Selection:
════════════════════

[Mesa-dev] [PATCH 1/2] draw: simplify (and correct) aaline fallback (v2)

Tue Mar 6 21:42:57 UTC 2018

Am 06.03.2018 um 21:52 schrieb Brian Paul:
> Looks good.  That certainly does simplify things.  Two minor suggestions
> below.
> 
> In any case, for both, Reviewed-by: Brian Paul <brianp at vmware.com>
> 
> On 03/06/2018 01:34 PM, sroland at vmware.com wrote:
>> From: Roland Scheidegger <sroland at vmware.com>
>>
>> The motivation actually was to get rid of the additional tex
>> instruction, since that requires the draw fallback code to intercept
>> all sampler / view calls (even if the fallback is never hit).
>> Basically, the idea is to use coverage of the pixel to calculate
>> the alpha value, and coverage is simply based on the distance
>> to the center of the line (in both line direction, which is useful
>> for wide lines, as well as perpendicular to the line).
>> This is much closer to what hw supporting this natively actually does.
>> It also fixes an issue with line width not quite being correct, as
>> well as endpoints getting stretched too far (in line direction) with
>> wide lines, which is apparent with mesa demo line-width.
>> (For llvmpipe, it would probably make sense to do something like this
>> directly when drawing lines, since rendering two tris is twice as
>> expensive as a line, but it would need some changes with state
>> management.)
>> Since we're no longer relying on mipmapping to get the alpha value,
>> we also don't need to draw 3 rects (6 tris), one is sufficient.
>>
>> There's still issues (as before):
>> - quite sure it's not correct without half_pixel_center, but can't test
>> this with GL.
>> - aaline + line stipple is incorrect (evident with line-width demo).
>> Looking at the spec the stipple pattern should actually be based on
>> distance (not just dx or dy for x/y major lines as without aa).
>> - outputs (other than pos + the one used for line aa) should be
>> reinterpolated since we actually increase line length by half a pixel
>> (but there's no tests which would care).

════════════════════

Exercises:
1. Answer these questions about the aaline fallback patch email:
(a) Who gave a Reviewed-by for both patches?
(b) How many rects did the fallback draw before this change?
(c) Which mesa demo makes the line width and endpoint problems apparent?
2. Carry the aaline fallback patch email forward from its final sentence, keeping its style and subject.

Position annotation lines:
════════════════════

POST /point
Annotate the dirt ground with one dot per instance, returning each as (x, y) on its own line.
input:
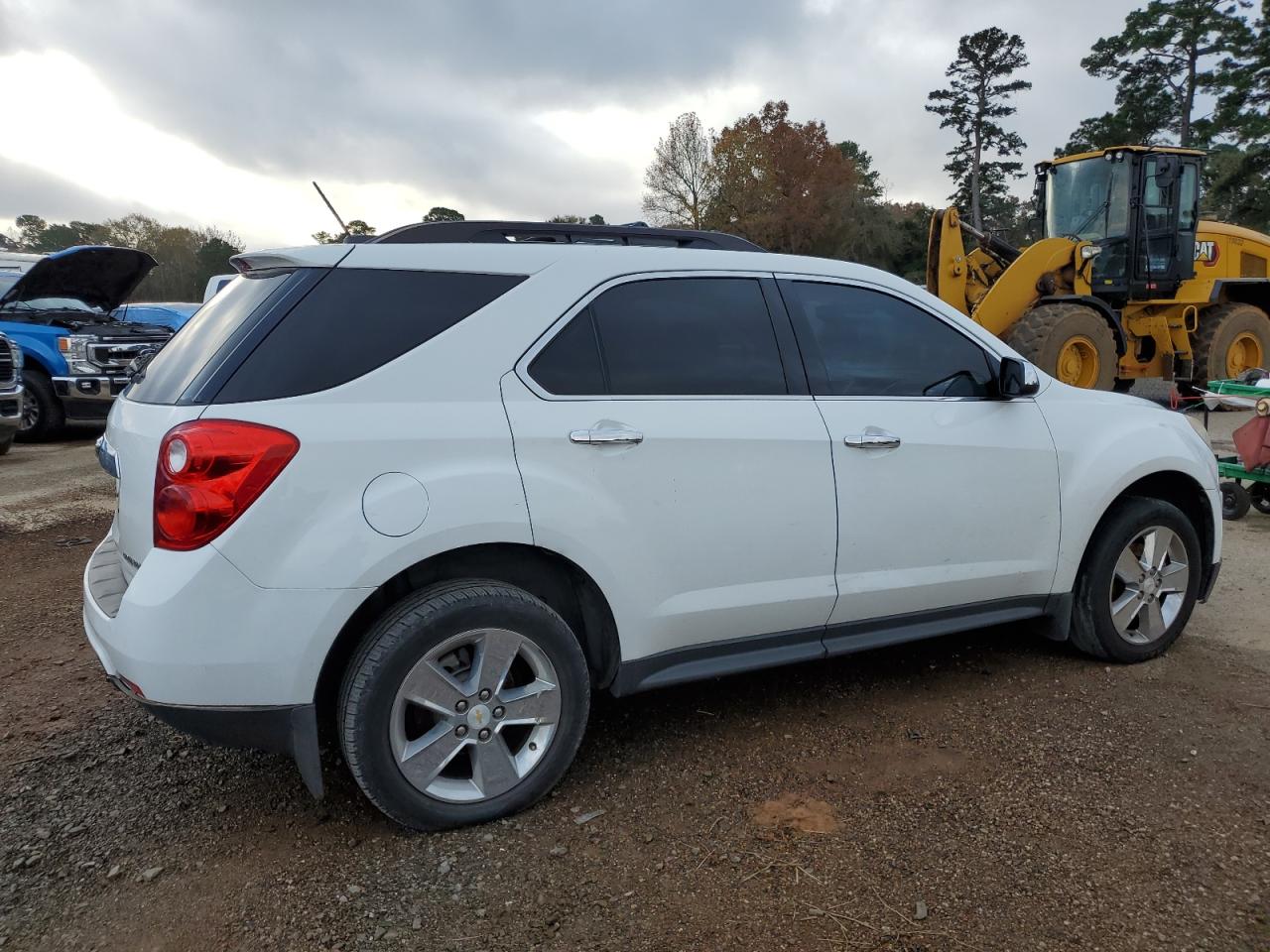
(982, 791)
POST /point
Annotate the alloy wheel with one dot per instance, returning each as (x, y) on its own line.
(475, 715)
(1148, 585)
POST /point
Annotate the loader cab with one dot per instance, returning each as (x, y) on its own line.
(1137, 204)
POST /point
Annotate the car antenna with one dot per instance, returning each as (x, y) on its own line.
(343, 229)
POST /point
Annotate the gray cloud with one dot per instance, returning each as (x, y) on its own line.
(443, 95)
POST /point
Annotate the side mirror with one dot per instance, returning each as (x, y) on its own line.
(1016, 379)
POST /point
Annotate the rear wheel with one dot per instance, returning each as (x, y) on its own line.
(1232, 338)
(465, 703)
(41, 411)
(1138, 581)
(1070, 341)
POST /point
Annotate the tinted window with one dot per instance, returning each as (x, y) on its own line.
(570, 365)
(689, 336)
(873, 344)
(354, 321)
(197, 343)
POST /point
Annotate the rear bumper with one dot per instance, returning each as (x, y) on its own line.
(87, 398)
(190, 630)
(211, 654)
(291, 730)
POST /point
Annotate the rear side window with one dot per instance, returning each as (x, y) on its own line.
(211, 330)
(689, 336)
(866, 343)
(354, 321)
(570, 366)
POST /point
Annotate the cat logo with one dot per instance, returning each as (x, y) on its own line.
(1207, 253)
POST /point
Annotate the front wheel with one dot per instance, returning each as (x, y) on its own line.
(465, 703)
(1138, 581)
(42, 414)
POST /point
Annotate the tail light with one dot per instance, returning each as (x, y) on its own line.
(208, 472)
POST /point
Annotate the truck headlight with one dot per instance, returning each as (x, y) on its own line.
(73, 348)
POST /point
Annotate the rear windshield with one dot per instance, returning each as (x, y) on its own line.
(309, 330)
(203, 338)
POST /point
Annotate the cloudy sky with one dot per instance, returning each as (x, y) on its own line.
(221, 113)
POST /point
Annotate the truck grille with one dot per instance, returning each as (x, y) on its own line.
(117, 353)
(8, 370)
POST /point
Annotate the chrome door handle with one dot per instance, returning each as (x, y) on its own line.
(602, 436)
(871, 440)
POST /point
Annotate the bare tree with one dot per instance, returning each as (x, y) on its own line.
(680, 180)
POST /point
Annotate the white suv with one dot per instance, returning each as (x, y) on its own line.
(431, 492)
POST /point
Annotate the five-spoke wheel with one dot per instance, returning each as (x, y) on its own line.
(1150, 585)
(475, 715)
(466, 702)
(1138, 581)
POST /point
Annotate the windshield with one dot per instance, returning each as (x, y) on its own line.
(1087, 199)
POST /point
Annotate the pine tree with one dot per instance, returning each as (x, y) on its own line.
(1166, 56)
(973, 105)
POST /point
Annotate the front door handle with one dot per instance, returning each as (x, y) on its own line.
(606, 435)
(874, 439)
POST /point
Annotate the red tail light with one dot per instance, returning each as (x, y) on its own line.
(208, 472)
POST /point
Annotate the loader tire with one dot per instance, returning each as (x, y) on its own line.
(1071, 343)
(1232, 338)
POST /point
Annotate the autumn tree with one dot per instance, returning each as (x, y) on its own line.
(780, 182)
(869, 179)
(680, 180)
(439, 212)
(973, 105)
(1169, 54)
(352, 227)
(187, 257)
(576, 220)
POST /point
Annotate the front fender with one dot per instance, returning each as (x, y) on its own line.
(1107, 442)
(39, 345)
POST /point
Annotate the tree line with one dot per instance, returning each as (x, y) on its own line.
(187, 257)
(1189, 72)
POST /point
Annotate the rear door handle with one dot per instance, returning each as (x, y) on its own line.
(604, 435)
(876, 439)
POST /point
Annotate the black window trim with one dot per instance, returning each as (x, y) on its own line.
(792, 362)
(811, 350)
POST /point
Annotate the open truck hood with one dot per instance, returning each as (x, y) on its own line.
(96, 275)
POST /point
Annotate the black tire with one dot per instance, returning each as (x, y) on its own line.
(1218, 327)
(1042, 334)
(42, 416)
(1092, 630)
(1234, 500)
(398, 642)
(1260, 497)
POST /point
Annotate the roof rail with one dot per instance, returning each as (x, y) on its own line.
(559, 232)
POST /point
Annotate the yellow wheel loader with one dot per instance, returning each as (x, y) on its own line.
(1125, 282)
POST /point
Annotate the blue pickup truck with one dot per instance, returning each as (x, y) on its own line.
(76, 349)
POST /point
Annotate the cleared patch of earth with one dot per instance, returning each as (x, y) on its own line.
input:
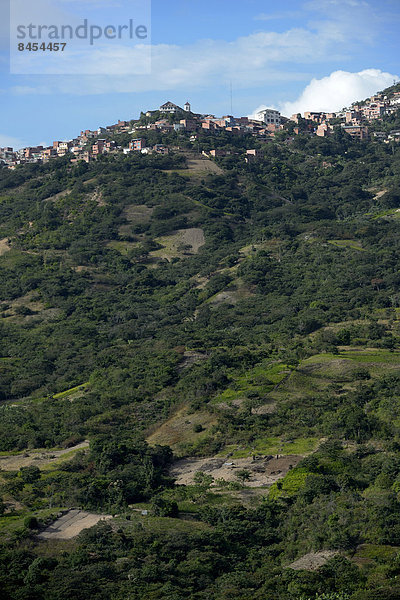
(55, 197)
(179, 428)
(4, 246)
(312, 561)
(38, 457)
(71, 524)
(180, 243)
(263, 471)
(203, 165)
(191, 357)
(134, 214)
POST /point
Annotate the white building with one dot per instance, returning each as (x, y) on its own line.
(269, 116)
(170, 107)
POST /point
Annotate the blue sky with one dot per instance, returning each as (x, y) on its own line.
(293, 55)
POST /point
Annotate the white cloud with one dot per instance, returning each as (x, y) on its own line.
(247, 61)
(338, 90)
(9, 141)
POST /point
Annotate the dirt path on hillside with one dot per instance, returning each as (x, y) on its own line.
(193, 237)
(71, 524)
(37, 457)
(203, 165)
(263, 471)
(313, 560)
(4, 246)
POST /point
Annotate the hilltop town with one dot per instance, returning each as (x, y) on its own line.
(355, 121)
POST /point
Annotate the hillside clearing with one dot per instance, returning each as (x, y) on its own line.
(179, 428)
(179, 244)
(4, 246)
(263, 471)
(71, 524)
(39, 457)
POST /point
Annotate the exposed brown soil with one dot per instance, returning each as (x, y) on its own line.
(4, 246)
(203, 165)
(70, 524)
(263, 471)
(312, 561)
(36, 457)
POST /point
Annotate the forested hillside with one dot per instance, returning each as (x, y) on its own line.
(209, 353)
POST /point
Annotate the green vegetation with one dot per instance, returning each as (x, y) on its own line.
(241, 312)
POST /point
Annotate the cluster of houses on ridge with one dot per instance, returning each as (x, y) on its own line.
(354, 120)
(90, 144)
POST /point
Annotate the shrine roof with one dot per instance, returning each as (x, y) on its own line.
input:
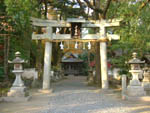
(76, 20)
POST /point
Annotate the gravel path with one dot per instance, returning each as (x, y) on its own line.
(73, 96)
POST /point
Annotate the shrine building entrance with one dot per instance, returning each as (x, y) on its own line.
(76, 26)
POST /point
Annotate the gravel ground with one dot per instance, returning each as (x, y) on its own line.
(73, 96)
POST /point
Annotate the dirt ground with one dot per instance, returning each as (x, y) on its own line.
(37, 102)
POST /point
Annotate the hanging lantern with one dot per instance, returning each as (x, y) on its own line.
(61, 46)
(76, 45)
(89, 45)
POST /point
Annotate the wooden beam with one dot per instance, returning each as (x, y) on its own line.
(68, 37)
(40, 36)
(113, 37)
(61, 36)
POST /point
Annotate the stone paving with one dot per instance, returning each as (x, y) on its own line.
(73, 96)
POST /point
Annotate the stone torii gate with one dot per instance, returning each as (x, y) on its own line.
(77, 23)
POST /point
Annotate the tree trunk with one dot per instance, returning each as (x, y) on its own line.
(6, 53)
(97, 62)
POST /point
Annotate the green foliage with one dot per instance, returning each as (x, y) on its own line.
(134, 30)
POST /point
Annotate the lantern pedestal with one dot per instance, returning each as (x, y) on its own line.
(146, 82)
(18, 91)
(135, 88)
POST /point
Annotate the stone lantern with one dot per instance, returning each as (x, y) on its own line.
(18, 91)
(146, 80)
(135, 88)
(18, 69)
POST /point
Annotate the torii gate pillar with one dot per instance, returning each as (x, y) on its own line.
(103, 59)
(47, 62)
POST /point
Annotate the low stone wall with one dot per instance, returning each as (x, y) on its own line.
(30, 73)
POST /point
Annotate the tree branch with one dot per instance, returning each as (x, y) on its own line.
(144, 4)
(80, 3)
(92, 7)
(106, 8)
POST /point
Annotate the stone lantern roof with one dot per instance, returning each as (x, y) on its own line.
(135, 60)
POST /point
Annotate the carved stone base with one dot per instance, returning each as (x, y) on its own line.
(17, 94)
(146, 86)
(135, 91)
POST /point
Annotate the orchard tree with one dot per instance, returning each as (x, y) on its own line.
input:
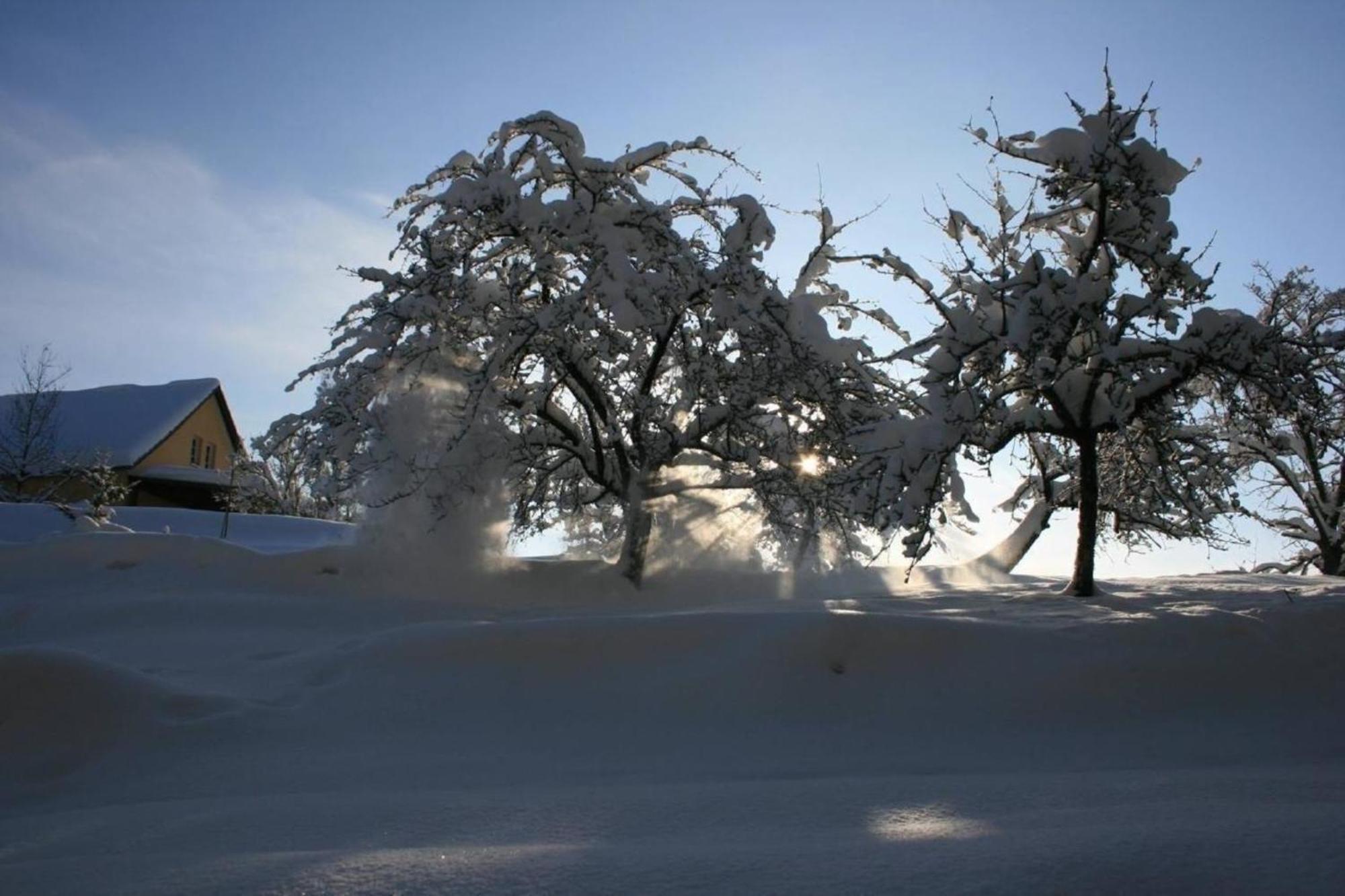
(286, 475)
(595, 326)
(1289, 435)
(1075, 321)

════════════════════

Per-task answers:
1.
(a) Brian Paul
(b) 3 rects (6 tris)
(c) line-width

2.
>>
>> v2: simplify the math (should be equivalent), don't need immediate
>> ---
>>   src/gallium/auxiliary/draw/draw_pipe_aaline.c | 504
>> +++++---------------------
>>   1 file changed, 100 insertions(+), 404 deletions(-)
>>


>> diff --git a/src/gallium/auxiliary/draw/draw_pipe_aaline.c
>> b/src/gallium/auxiliary/draw/draw_pipe_aaline.c
>> index a859dbc..591e2a3 100644
>> @@ -210,49 +155,29 @@ aa_transform_prolog(struct
>> tgsi_transform_context *ctx)
>>      struct aa_transform_context *aactx = (struct aa_transform_context
>> *) ctx;
>>      uint i;
>>   -   STATIC_ASSERT(sizeof(aactx->samplersUsed) * 8 >=
>> PIPE_MAX_SAMPLERS);
>> -
>> -   /* find free sampler */
>> -   aactx->freeSampler = free_bit(aactx->samplersUsed);
>> -   if (aactx->freeSampler < 0 || aactx->freeSampler >=
>> PIPE_MAX_SAMPLERS)
>> -      aactx->freeSampler = PIPE_MAX_SAMPLERS - 1;
>>        /* find two free temp regs */
>> -   for (i = 0; i < 32; i++) {
>> +   for (i = 0; i < 64; i++) {
>>         if ((aactx->tempsUsed & (1 << i)) == 0) {
>>         /* found a free temp */
>>         if (aactx->colorTemp < 0)
>>            aactx->colorTemp  = i;
>> -      else if (aactx->texTemp < 0)
>> -         aactx->texTemp  = i;
>> +      else if (aactx->aaTemp < 0)
>> +         aactx->aaTemp  = i;
>>         else
>>            break;
>>         }
>>      }
> 
> The loop could probably be eliminated and replaced with a couple
> ffsll(~tempsUsed) calls.
Right.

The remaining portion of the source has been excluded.